### WHAT IS EXPECTED
Where the line with "270L166 275L218 271L207" appears below, start writing out lines exactly, and finish with the line with "positive clicks: (64, 327)", which is included; write out nothing else.

##### DATA #####

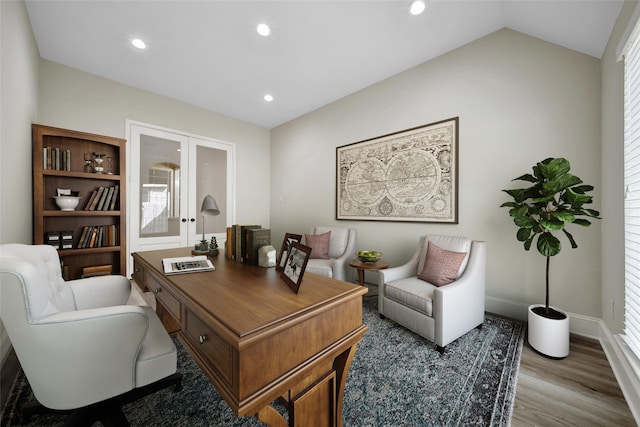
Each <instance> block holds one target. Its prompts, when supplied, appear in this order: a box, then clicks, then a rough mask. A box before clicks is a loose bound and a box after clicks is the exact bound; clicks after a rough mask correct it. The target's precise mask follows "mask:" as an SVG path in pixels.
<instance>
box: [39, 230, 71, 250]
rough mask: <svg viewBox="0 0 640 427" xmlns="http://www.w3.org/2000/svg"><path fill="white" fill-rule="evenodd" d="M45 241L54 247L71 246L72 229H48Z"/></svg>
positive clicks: (48, 244) (68, 246)
mask: <svg viewBox="0 0 640 427" xmlns="http://www.w3.org/2000/svg"><path fill="white" fill-rule="evenodd" d="M45 243H46V244H47V245H51V246H53V247H55V248H56V249H71V248H73V231H67V230H65V231H48V232H47V233H46V235H45Z"/></svg>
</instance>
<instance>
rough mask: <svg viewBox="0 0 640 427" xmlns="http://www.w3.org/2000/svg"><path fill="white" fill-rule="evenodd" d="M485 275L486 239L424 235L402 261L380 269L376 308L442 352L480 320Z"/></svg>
mask: <svg viewBox="0 0 640 427" xmlns="http://www.w3.org/2000/svg"><path fill="white" fill-rule="evenodd" d="M485 277H486V242H480V241H472V240H471V239H469V238H466V237H456V236H440V235H427V236H422V237H420V240H419V243H418V248H417V250H416V252H415V253H414V255H413V257H412V258H411V259H410V260H409V261H408V262H407V263H406V264H404V265H401V266H399V267H394V268H389V269H386V270H380V271H379V272H378V278H379V279H378V312H379V314H380V317H382V318H385V317H386V318H389V319H391V320H393V321H394V322H396V323H399V324H400V325H402V326H404V327H406V328H407V329H410V330H412V331H413V332H415V333H417V334H418V335H421V336H423V337H424V338H426V339H428V340H430V341H433V342H434V343H435V344H436V346H437V348H438V351H440V353H443V352H444V351H445V347H446V345H447V344H449V343H451V342H453V341H454V340H456V339H457V338H459V337H461V336H462V335H464V334H466V333H467V332H469V331H470V330H472V329H473V328H476V327H481V326H482V323H484V306H485Z"/></svg>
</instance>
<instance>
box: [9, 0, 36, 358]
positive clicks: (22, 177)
mask: <svg viewBox="0 0 640 427" xmlns="http://www.w3.org/2000/svg"><path fill="white" fill-rule="evenodd" d="M0 40H1V46H0V51H1V53H0V54H1V55H2V60H1V62H0V64H1V65H0V66H1V70H0V75H1V76H2V78H1V81H0V92H1V93H2V97H1V98H2V100H1V104H0V170H1V171H2V175H1V176H0V200H1V201H2V202H0V243H8V242H18V243H31V242H32V239H31V235H32V231H31V230H32V221H31V218H32V210H33V202H32V200H31V197H32V196H31V123H33V122H34V121H35V119H36V117H37V114H36V112H37V106H38V61H39V59H38V58H39V54H38V49H37V47H36V43H35V39H34V37H33V32H32V31H31V24H30V23H29V17H28V16H27V10H26V8H25V6H24V3H23V2H14V1H11V2H8V1H0ZM9 349H10V345H9V339H8V337H7V335H6V331H5V330H4V327H3V326H2V323H0V361H2V362H4V360H5V357H6V355H7V353H8V350H9Z"/></svg>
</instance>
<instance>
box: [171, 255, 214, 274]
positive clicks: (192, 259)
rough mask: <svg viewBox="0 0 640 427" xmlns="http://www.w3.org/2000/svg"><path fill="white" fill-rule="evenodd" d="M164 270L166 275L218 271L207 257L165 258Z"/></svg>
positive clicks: (178, 257)
mask: <svg viewBox="0 0 640 427" xmlns="http://www.w3.org/2000/svg"><path fill="white" fill-rule="evenodd" d="M162 268H163V269H164V274H182V273H194V272H197V271H211V270H215V269H216V268H215V267H214V266H213V263H212V262H211V261H210V260H209V258H207V256H206V255H198V256H191V257H177V258H163V259H162Z"/></svg>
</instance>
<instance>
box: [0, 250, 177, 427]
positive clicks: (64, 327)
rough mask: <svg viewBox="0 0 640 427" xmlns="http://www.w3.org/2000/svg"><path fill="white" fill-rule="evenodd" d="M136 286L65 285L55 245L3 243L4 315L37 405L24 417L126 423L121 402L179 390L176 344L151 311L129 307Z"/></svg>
mask: <svg viewBox="0 0 640 427" xmlns="http://www.w3.org/2000/svg"><path fill="white" fill-rule="evenodd" d="M130 289H131V283H130V282H129V280H128V279H127V278H126V277H123V276H99V277H92V278H86V279H78V280H71V281H65V280H63V278H62V274H61V268H60V258H59V257H58V252H57V250H56V249H55V248H53V247H52V246H48V245H23V244H5V245H0V290H1V295H2V298H0V318H1V319H2V323H3V324H4V326H5V329H6V331H7V334H8V336H9V339H10V340H11V344H12V346H13V348H14V350H15V352H16V355H17V357H18V361H19V362H20V365H21V367H22V370H23V372H24V374H25V376H26V378H27V380H28V381H29V385H30V386H31V388H32V390H33V393H34V396H35V398H36V400H37V401H38V402H39V404H38V402H30V404H29V405H27V407H23V416H25V415H26V416H27V417H28V416H30V415H32V414H33V413H38V412H47V411H49V410H56V411H68V412H70V415H69V418H68V421H67V422H68V424H72V425H73V424H80V425H92V424H93V422H94V421H98V420H102V421H103V424H104V425H128V422H127V420H126V418H125V416H124V414H123V413H122V410H121V409H120V406H121V405H122V404H124V403H127V402H129V401H132V400H135V399H137V398H139V397H142V396H144V395H146V394H149V393H151V392H154V391H157V390H160V389H162V388H165V387H169V386H174V387H175V388H176V390H177V389H179V388H180V385H181V378H182V375H181V374H179V373H177V372H176V364H177V352H176V348H175V346H174V344H173V341H172V340H171V338H170V337H169V335H168V334H167V332H166V331H165V329H164V327H163V326H162V323H161V322H160V319H159V318H158V316H157V315H156V314H155V312H154V311H153V309H152V308H150V307H145V306H134V305H126V303H127V299H128V298H129V295H130Z"/></svg>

#####

### WORKED SOLUTION
rough mask: <svg viewBox="0 0 640 427" xmlns="http://www.w3.org/2000/svg"><path fill="white" fill-rule="evenodd" d="M164 270L166 275L218 271L207 257L165 258Z"/></svg>
positive clicks: (178, 257)
mask: <svg viewBox="0 0 640 427" xmlns="http://www.w3.org/2000/svg"><path fill="white" fill-rule="evenodd" d="M162 268H163V269H164V274H182V273H194V272H197V271H211V270H215V269H216V268H215V267H214V266H213V263H212V262H211V261H210V260H209V258H207V256H206V255H198V256H191V257H177V258H163V259H162Z"/></svg>
</instance>
<instance>
box: [0, 250, 177, 427]
positive clicks: (64, 327)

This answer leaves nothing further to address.